> [Document passage]
--------------------------------------------------
In the face of unprecedented measures to limit social contact at work, at school and on the main streets of communities across the nation, Americans give themselves good marks, with 86% saying people in their households are “reacting about right.” Most also say their local school system is reacting about right (86%), and majorities say the same about their local (74%) or state (72%) government.
These findings from a new national survey by Pew Research Center, conducted March 19 to 24 among 11,537 U.S. adults using the Center’s American Trends Panel, suggest that Americans see the “social distancing” measures urged by public health officials to limit the spread of the disease as generally appropriate.
Indeed, when Americans consider a number of specific measures taken in recent days and weeks, majorities see each one as a necessary step to address the spread of coronavirus. Roughly nine-in-ten say travel restrictions (95%), cancellations of major sporting and entertainment events (91%), K-12 school closings (89%), and efforts to limit the size of social gatherings (87%) have been necessary to address the outbreak. Large majorities of both Democrats and Republicans, as well as those who lean toward each party, agree that each of these is a necessary step.
There is comparatively more partisan disagreement over whether it has been necessary to require most businesses to close, though, there too, majorities of Republicans (61%) and Democrats (81%) call this a necessary step.
Challenges stemming from the coronavirus outbreak spotlight both the role of science in society and the need for effective partnerships between scientific experts and government officials across local, state and federal levels.
About eight-in-ten Americans (79%) rate the performance of public health officials in responding to the coronavirus outbreak as either excellent or good. And, roughly seven-in-ten say the same about the performance of state (70%) and local elected officials (69%). Notably, Democrats and Republicans align closely in their ratings of these groups.
There are, however, wide partisan differences when it comes to evaluations of the news media, with Democrats much more inclined to give positive ratings than Republicans are. These differences are in keeping with the fact that Democrats generally are more trusting of the news media than Republicans are.
President Donald Trump’s early responses to the COVID-19 outbreak in the U.S., in which he downplayed the severity of the outbreak, engendered strong rebuke from Democratic lawmakers and others. In the latest survey, there are gaping differences in how partisan groups see the president’s handling of the outbreak, with 83% of Republicans and those who lean toward the Republican Party saying that Trump is doing an excellent or good job handling the outbreak, compared with just 18% of Democrats and those who lean toward the Democratic Party.
Health care providers at hospitals and medical centers around the country are on the front line of care for those ill with the virus. As Americans take stock of early efforts to control the outbreak, 71% are very or somewhat confident that hospitals and medical centers in their local area can handle patient needs.
And, majorities of both Republicans and Democrats express confidence in their local area hospitals; 78% of Republicans and GOP-leaning independents say they are at least somewhat confident that their local hospitals and medical centers will be able to meet the needs of seriously ill people, as do 65% of Democrats and Democratic leaners.
--------------------------------------------------
> [Required actions]
1. In the coronavirus survey text, what share of Americans rate the performance of public health officials in responding to the outbreak as excellent or good?
2. Translate this sentence from the coronavirus survey text into Spanish: "Health care providers at hospitals and medical centers around the country are on the front line of care for those ill with the virus."
3. According to the coronavirus survey text, why do Democrats and Republicans differ so widely in their evaluations of the news media?

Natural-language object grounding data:
--------------------------------------------------
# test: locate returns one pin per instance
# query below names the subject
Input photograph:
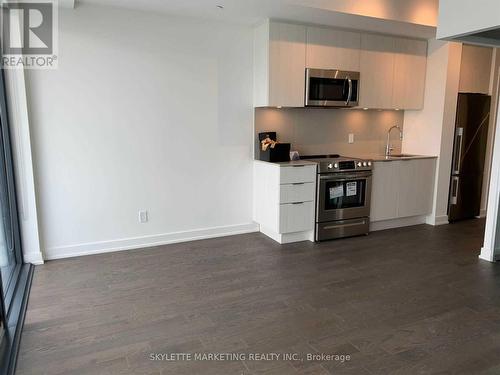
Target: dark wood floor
(408, 301)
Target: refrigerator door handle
(454, 190)
(459, 137)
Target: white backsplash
(322, 131)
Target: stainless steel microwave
(331, 88)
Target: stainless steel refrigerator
(469, 152)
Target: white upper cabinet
(392, 70)
(410, 63)
(333, 49)
(377, 71)
(279, 65)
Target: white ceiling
(415, 18)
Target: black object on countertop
(332, 156)
(280, 152)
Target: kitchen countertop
(383, 158)
(295, 163)
(374, 158)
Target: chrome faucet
(388, 147)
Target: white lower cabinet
(296, 217)
(402, 189)
(284, 200)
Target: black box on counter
(279, 153)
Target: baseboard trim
(489, 256)
(437, 220)
(133, 243)
(397, 223)
(34, 258)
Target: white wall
(430, 131)
(145, 112)
(459, 17)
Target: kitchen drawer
(296, 217)
(299, 192)
(297, 174)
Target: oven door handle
(364, 176)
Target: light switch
(143, 217)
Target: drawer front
(296, 217)
(300, 192)
(297, 174)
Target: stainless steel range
(343, 196)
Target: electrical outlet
(143, 217)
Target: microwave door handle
(349, 95)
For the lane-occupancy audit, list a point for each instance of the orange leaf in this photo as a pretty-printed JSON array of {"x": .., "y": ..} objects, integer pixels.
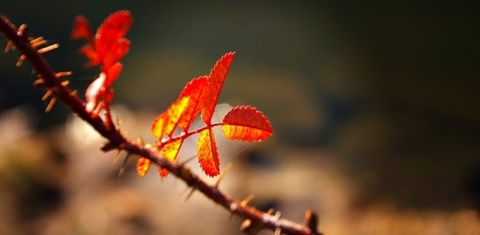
--------------------------------------------------
> [Answers below]
1. 79%

2. Los proveedores de atención médica en hospitales y centros médicos de todo el país están en la primera línea de atención a quienes están enfermos con el virus.

3. Democrats are much more inclined than Republicans to give the news media positive ratings. The text says this fits with the fact that Democrats generally trust the news media more than Republicans do.